(Textauszug):
╭──
1. Native Advertisement – Idee & Wirkung
Unternehmen setzen oftmals „native advertisement“ ein; hier ist auf den ersten Blick nicht erkennbar, dass es sich um „Werbung“ handelt, ein. Das Layout und die Typographie der Anzeige entspricht 1:1 dem redaktionellen Teil des Werbeträgers. Es besteht die gesetzliche Pflicht diese Form der Werbung zu kennzeichnen – meist umgesetzt in der Form „Sonderveröffentlichung der Marke XY“ oder vergleichbaren Formulierungen. In unserem Forschungslabor, dem IXL (Insight Excellence Lab) Labor der RWU (Ravensburg – Weingarten University of Applied Sciences) wurde in der Bachelorthesis von Jan-Niklas Krotlinski (Studiengang Wirtschaftsingenieurwesen/Technik Management) eine native Adverstisement Anzeige des E-Commerce Anbieters „Allyouneed“ untersucht.
Die beiden Forschungsfragen lauteten:
- OB
- WIE
native advertisement wirkt.
Bitte beachten: Der Anbieter „Allyouneed“ hat zum 31.12.2018 seine Geschäftstätigkeit eingestellt.
2. Key Insights
Native Advertisement wird als Werbung wahrgenommen?!
Die entscheidende Frage beim native adverstisement lautet: Erkennt der Leser/Betrachter, dass es sich um Werbung handelt?
Falls die Antwort lautet: Ja; dann arbeitet native adverstisement nicht -> Wer betrachtet schon Werbung minutenlang?…
Falls die Antwort lautet: Nein; dann arbeitet native adverstisement
Wird in der Praxis native advertisement als solches erkannt? Die Antwort liefert Eye Tracking. Mittels Eye Tracking kann dies verlässlich und valide getrackt. Die Abbildung 1 zeigt ein Eye Tracking Screenshot eines Probanden, dieser nimmt oben rot gekennzeichneten Pflichthinweis „Sonderveröffentlichung der All You Need GmbH“ nicht wahr. Die Fixationen des Probanden – sprich „was wurde gesehen“, ist abgebildet mittels der violetten Kreise. Was nicht gesehen werden wurde, nicht fixiert wurde, kann nicht wahrgenommen werden.
╰──
(Datenauszüge):
╭──
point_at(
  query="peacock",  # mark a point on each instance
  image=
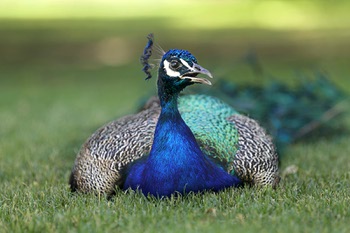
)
(176, 143)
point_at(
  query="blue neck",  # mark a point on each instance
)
(176, 163)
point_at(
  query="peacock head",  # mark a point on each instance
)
(179, 68)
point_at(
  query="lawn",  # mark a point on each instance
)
(61, 79)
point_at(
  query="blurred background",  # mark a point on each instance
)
(76, 63)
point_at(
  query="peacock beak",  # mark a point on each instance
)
(194, 71)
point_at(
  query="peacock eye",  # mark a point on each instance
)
(175, 64)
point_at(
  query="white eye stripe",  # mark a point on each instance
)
(185, 63)
(169, 71)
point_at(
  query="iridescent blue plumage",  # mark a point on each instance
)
(194, 144)
(176, 162)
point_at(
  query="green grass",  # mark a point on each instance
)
(54, 93)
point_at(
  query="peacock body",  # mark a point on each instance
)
(177, 144)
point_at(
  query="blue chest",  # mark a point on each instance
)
(176, 163)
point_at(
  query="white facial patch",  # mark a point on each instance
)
(186, 64)
(169, 71)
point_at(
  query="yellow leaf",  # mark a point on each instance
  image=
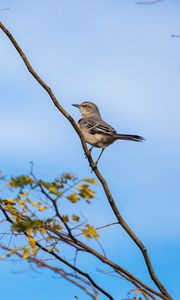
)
(21, 202)
(35, 203)
(90, 232)
(32, 242)
(90, 180)
(73, 198)
(75, 218)
(85, 191)
(42, 208)
(10, 200)
(43, 231)
(24, 194)
(26, 253)
(59, 227)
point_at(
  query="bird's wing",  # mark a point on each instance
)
(97, 126)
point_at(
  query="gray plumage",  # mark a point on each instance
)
(97, 132)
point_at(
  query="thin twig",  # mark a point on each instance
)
(91, 162)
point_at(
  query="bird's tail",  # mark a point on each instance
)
(129, 137)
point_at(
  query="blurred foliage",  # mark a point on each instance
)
(34, 209)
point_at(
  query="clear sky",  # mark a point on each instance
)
(122, 57)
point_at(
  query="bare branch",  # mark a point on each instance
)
(148, 2)
(68, 276)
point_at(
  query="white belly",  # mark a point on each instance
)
(97, 140)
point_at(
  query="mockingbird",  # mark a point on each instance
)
(96, 132)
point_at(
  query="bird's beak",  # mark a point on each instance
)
(76, 105)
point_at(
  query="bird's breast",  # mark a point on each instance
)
(97, 140)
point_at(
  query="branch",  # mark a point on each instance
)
(81, 246)
(61, 272)
(148, 2)
(91, 162)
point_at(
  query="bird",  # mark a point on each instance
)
(96, 131)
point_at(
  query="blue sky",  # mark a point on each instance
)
(122, 57)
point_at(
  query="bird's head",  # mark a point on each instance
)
(87, 108)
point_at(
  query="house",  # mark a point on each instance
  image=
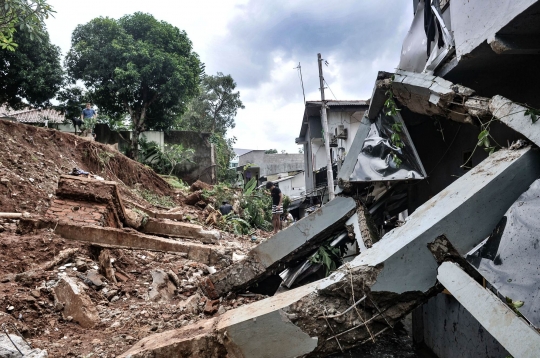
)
(344, 118)
(35, 116)
(233, 164)
(257, 164)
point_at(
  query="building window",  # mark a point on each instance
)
(467, 160)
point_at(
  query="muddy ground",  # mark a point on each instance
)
(31, 162)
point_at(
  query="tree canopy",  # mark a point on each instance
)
(72, 101)
(135, 65)
(214, 109)
(32, 74)
(26, 15)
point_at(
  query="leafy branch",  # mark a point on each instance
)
(397, 128)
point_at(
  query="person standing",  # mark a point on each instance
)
(225, 208)
(277, 205)
(87, 113)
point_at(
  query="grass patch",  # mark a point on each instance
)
(175, 182)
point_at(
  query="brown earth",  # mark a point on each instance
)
(32, 159)
(31, 162)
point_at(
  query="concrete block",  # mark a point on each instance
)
(395, 272)
(129, 239)
(513, 115)
(197, 340)
(8, 350)
(76, 303)
(162, 288)
(512, 332)
(180, 229)
(287, 245)
(91, 190)
(465, 213)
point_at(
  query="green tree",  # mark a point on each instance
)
(215, 108)
(135, 65)
(72, 100)
(214, 111)
(31, 75)
(26, 15)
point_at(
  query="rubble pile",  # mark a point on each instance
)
(92, 268)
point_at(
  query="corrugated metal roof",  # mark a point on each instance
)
(341, 103)
(32, 115)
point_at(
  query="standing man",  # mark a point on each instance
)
(277, 205)
(87, 113)
(225, 208)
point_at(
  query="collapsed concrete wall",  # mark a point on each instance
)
(202, 166)
(367, 296)
(87, 202)
(287, 245)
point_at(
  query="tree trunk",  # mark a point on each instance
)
(133, 152)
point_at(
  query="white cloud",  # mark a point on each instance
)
(260, 42)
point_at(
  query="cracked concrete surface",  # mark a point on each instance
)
(371, 293)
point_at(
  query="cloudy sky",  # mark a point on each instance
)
(260, 42)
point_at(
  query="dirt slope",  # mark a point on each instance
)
(32, 159)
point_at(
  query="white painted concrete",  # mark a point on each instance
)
(465, 212)
(512, 332)
(513, 115)
(474, 22)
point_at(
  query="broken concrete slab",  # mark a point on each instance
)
(111, 237)
(431, 95)
(513, 115)
(455, 213)
(94, 191)
(512, 332)
(287, 245)
(392, 278)
(180, 229)
(11, 345)
(162, 288)
(76, 303)
(135, 219)
(191, 305)
(105, 265)
(195, 340)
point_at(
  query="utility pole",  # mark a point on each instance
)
(324, 121)
(299, 68)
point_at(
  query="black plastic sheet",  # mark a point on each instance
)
(510, 259)
(376, 161)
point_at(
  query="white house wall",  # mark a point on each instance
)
(350, 121)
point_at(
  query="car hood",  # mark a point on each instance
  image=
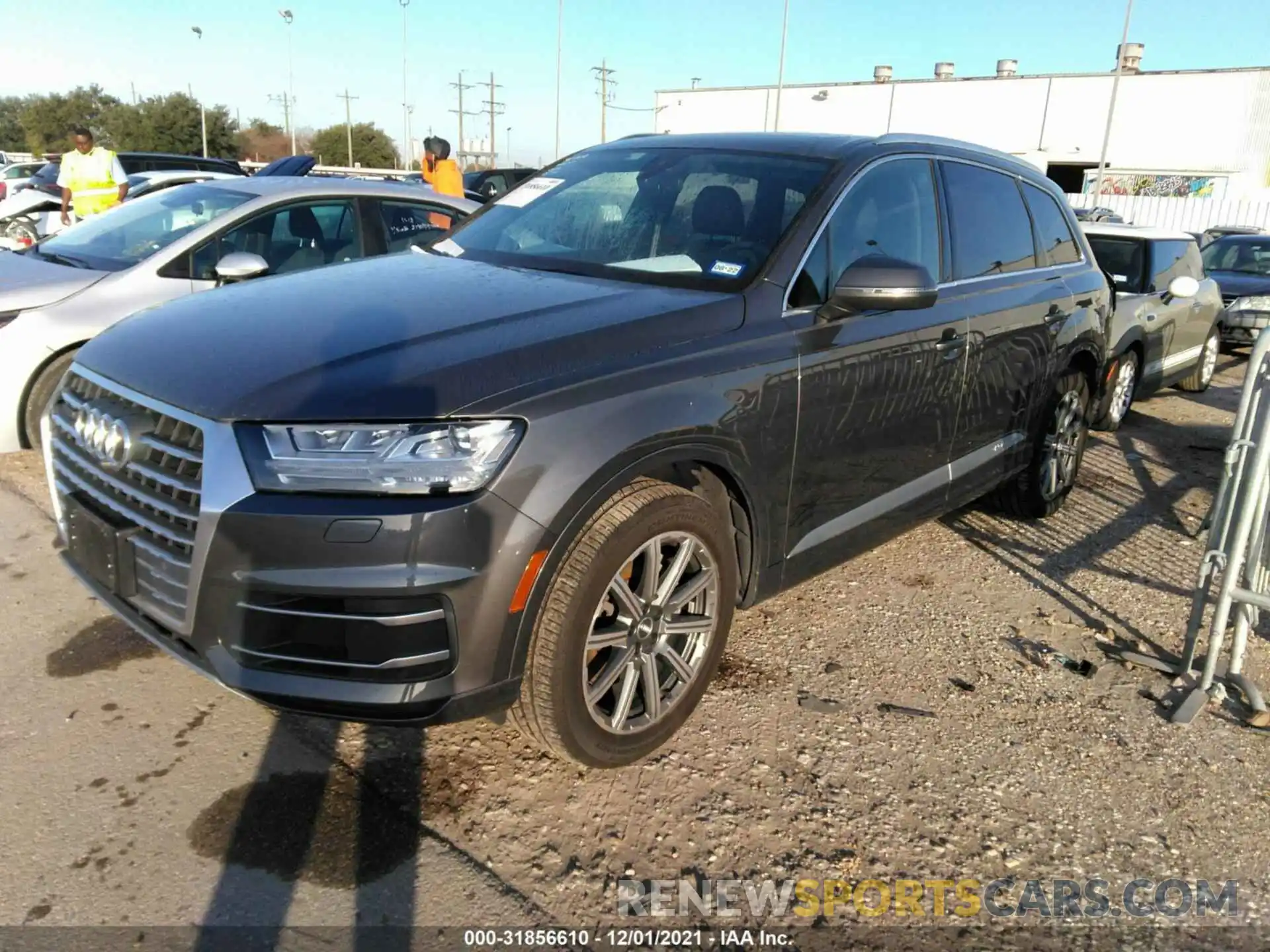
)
(28, 282)
(1240, 285)
(403, 337)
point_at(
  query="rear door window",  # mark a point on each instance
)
(1171, 259)
(990, 225)
(1057, 243)
(1123, 258)
(411, 222)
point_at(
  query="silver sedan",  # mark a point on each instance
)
(67, 288)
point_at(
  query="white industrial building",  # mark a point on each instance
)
(1202, 134)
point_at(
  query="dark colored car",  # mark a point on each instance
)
(1241, 267)
(1166, 329)
(540, 463)
(132, 163)
(491, 183)
(1099, 214)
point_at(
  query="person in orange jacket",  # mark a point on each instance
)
(440, 171)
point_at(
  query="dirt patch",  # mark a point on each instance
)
(102, 647)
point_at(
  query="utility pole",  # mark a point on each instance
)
(288, 18)
(286, 113)
(405, 93)
(1115, 88)
(460, 87)
(494, 111)
(349, 121)
(603, 74)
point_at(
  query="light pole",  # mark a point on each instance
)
(1115, 87)
(559, 48)
(287, 17)
(202, 110)
(780, 71)
(405, 95)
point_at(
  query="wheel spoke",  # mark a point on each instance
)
(625, 695)
(690, 625)
(652, 551)
(626, 600)
(605, 681)
(689, 590)
(675, 571)
(609, 636)
(651, 687)
(677, 664)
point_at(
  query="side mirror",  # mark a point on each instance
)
(1183, 286)
(882, 284)
(240, 266)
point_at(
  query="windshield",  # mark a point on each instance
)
(673, 216)
(1238, 255)
(132, 231)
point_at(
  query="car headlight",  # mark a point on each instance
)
(1257, 302)
(389, 459)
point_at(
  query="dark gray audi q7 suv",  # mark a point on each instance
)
(539, 463)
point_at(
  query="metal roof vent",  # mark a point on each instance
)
(1130, 61)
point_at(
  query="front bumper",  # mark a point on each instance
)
(1242, 327)
(361, 608)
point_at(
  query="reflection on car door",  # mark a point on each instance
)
(1183, 323)
(879, 390)
(1014, 309)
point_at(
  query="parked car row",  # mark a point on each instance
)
(531, 465)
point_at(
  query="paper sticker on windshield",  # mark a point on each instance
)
(529, 190)
(447, 248)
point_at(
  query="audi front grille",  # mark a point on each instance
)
(158, 491)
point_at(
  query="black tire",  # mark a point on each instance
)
(40, 394)
(1202, 376)
(1114, 409)
(552, 709)
(1028, 495)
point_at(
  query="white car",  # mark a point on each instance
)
(17, 175)
(69, 287)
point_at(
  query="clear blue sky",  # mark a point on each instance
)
(651, 44)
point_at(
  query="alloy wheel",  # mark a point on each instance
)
(1122, 395)
(1062, 447)
(651, 633)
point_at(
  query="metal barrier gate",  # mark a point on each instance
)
(1238, 554)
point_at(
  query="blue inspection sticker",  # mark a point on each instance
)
(727, 270)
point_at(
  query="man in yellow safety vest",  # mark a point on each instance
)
(91, 177)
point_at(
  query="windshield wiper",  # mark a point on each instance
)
(63, 259)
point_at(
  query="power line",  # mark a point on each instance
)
(493, 110)
(349, 121)
(603, 77)
(460, 85)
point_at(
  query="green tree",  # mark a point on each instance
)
(50, 120)
(172, 124)
(372, 146)
(13, 138)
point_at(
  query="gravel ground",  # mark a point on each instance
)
(1035, 772)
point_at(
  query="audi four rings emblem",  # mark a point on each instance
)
(111, 434)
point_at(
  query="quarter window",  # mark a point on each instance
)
(889, 211)
(1057, 241)
(990, 223)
╰──
(Übungsaufgaben):
1. Schreib aus dem Text über Native Advertisement den Abschnitt von „2. Key Insights“ bis „um Werbung handelt?“ wortgetreu ab.
2. Fass den Text über Native Advertisement in zwei Sätzen zusammen.

(Ergebnisse je Aufgabe):
1.
2. Key Insights
Native Advertisement wird als Werbung wahrgenommen?!
Die entscheidende Frage beim native adverstisement lautet: Erkennt der Leser/Betrachter, dass es sich um Werbung handelt?

2. Native Advertisement gleicht in Layout und Schrift genau dem redaktionellen Teil, muss aber per Gesetz als Werbung gekennzeichnet werden, meist als „Sonderveröffentlichung der Marke XY“. Eine Bachelorarbeit im IXL-Labor der RWU untersuchte, ob und wie eine solche Anzeige von „Allyouneed“ wirkt, und ein Eye-Tracking-Bild zeigt einen Probanden, der den Pflichthinweis nicht wahrnimmt.